Stated goal 1: Quote everything in the Senate climate hearing post from "Friday, July 19, 2013" down to "be found here.".
Stated goal 2: Extend the Senate climate hearing post past its last sentence.

++++ Document passage ++++

Friday, July 19, 2013
In a Congressional hearing yesterday, a graph from a paper I worked on was blown up for discussion. The picture above shows the image with some senators. A video of the hearing can be found here and the paper can be found here.
The hearing began with Sen. Barbara Boxer (D- CA) explaining that the hearing was about "climate change and the serious threat it poses to our nation. This isn't a political hearing or a solutions hearing; it's a hearing where I hope we will listen to the experts." She cited some scientists saying some things about what can be expected from climate change, some stats on disasters and disaster losses, concluding that climate change is real, happening, and posing a threat.
This was followed by Sen. David Vitter (R- LA; in the picture on the right) who stated, that the hearing fell on the heals of Obama's announcement of a "sweeping climate action plan which will undoubtedly tighten the Federal government's grip on our economy" and that he looks forwards to "digging down into the science, what exactly it suggests and it doesn't suggest, and I certainly look forward to economic impact on the American people as they face very, very tough times."

++++ Data extract ++++

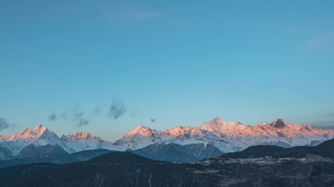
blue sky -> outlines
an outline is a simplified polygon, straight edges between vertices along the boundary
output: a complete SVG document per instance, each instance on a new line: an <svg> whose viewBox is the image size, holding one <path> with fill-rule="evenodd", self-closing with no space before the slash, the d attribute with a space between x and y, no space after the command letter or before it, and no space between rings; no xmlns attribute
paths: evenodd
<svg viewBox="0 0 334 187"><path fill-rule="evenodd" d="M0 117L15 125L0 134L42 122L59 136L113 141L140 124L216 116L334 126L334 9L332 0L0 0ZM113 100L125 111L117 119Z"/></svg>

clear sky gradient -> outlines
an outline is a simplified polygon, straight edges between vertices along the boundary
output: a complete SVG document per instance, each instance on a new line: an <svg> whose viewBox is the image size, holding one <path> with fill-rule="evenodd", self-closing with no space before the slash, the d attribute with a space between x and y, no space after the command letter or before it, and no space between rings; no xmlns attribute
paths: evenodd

++++
++++ Data extract ++++

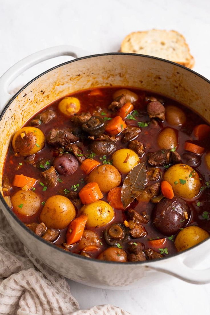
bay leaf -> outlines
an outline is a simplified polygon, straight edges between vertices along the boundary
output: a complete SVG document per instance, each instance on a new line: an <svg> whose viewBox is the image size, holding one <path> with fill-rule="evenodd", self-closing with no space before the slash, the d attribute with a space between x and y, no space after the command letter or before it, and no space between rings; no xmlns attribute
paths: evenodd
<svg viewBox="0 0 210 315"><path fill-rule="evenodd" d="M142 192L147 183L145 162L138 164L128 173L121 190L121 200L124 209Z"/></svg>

++++
++++ Data extract ++++

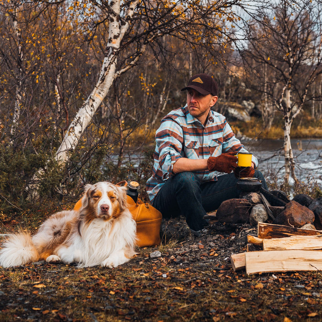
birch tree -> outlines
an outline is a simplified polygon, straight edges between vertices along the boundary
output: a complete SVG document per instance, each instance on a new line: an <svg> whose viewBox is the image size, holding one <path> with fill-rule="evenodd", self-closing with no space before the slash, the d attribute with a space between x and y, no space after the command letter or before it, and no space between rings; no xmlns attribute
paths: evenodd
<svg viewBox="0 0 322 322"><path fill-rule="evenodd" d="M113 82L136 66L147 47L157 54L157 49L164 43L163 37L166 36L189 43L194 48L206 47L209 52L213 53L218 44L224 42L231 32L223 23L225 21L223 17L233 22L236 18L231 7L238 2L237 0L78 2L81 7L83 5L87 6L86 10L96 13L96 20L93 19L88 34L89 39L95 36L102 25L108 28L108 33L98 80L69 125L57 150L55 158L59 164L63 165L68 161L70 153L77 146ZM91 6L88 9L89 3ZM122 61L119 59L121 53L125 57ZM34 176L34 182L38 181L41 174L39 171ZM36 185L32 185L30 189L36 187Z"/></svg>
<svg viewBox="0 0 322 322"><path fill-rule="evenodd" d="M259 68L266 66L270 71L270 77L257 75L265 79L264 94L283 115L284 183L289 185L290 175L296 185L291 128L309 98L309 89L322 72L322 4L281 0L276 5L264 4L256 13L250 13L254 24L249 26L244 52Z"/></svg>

++++

Task response 1:
Friday, July 19, 2013
In a Congressional hearing yesterday, a graph from a paper I worked on was blown up for discussion. The picture above shows the image with some senators. A video of the hearing can be found here and the paper can be found here.

Task response 2:
The title of the hearing was "Climate Change: It's happening now." Both Boxer and Vitter agreed with the title. Yes, it is happening. So the hearing had to be about politics and solutions because once people agree to a fact, they then have to decide what to do about it if anything. So the scientific experts were being used to provide information that would explicitly or implicitly support or negate spending the model to implement the policies of Obama's climate action plan. This forced judgment of the goodness or badness of the policies on the scientific ability to attribute observed extremes to climate change. This is unnecessary and difficult to do.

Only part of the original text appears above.